** Opening Available data block **
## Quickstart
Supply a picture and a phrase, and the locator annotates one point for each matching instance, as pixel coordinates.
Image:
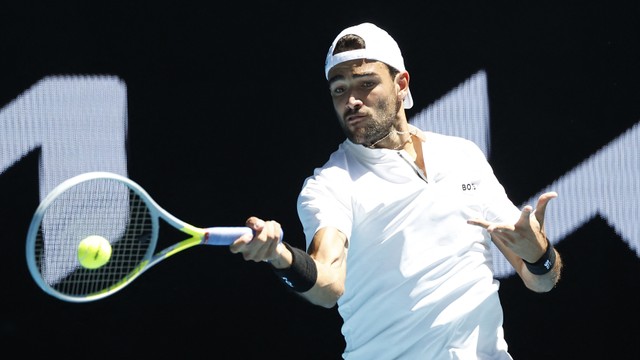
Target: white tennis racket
(118, 210)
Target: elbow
(326, 297)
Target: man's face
(365, 98)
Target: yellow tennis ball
(94, 251)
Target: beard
(379, 126)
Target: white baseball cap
(379, 45)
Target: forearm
(320, 284)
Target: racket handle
(227, 235)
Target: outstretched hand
(526, 237)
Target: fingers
(262, 246)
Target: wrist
(545, 263)
(302, 273)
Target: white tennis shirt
(419, 279)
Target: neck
(402, 143)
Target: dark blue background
(229, 112)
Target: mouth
(353, 119)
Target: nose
(353, 103)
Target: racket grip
(227, 235)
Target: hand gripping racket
(116, 209)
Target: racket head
(94, 203)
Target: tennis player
(399, 222)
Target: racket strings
(104, 207)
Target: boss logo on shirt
(469, 187)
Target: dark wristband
(545, 263)
(302, 274)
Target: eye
(337, 90)
(368, 84)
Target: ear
(402, 81)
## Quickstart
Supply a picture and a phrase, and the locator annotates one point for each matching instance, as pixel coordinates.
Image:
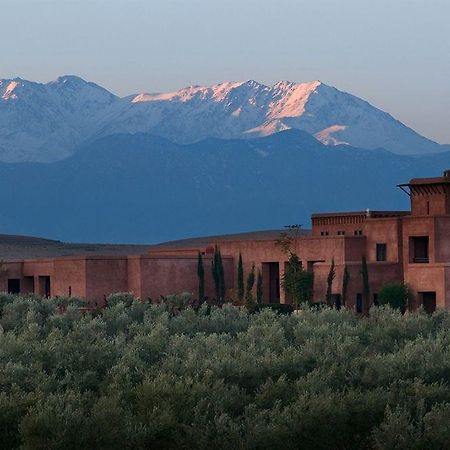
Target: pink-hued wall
(342, 237)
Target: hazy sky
(393, 53)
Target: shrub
(396, 295)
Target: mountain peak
(64, 113)
(9, 92)
(69, 79)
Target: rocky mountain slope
(49, 122)
(158, 190)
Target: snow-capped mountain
(47, 122)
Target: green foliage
(345, 283)
(201, 278)
(366, 286)
(136, 376)
(218, 275)
(396, 295)
(249, 300)
(297, 282)
(330, 278)
(259, 288)
(240, 280)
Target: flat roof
(15, 247)
(205, 241)
(367, 213)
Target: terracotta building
(400, 246)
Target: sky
(393, 53)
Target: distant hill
(49, 122)
(142, 188)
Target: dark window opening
(271, 282)
(381, 252)
(14, 286)
(44, 286)
(359, 303)
(419, 249)
(428, 301)
(375, 300)
(337, 300)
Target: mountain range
(144, 188)
(78, 163)
(52, 121)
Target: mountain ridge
(158, 190)
(49, 121)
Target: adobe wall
(167, 275)
(442, 239)
(105, 276)
(69, 276)
(414, 227)
(428, 278)
(9, 270)
(384, 231)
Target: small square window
(381, 252)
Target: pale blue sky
(393, 53)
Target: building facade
(399, 246)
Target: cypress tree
(218, 275)
(221, 279)
(201, 278)
(240, 280)
(249, 291)
(330, 278)
(345, 281)
(366, 288)
(259, 288)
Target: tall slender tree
(218, 275)
(345, 282)
(366, 287)
(240, 283)
(330, 278)
(201, 278)
(249, 288)
(259, 287)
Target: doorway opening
(14, 286)
(271, 282)
(428, 301)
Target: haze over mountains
(50, 122)
(78, 163)
(142, 188)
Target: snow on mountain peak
(9, 93)
(49, 121)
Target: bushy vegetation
(396, 295)
(139, 376)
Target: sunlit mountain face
(50, 122)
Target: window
(418, 249)
(381, 252)
(375, 300)
(359, 303)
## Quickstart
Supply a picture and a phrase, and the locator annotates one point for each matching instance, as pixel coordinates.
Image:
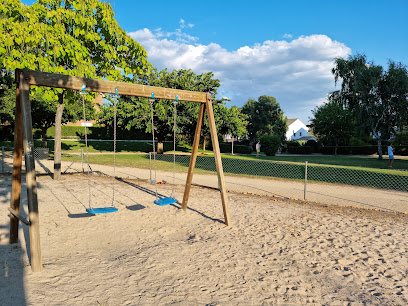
** Closing Available data block **
Starting with the line that contains "Target: window", give the lines again exactly as they appear through the last line of the data, pictures excluded.

Target: window
(418, 249)
(381, 252)
(375, 300)
(359, 303)
## Quickstart
Supply a picture and a phrase, and the locator annotates one point for each matching instance, as pixel coordinates.
Image:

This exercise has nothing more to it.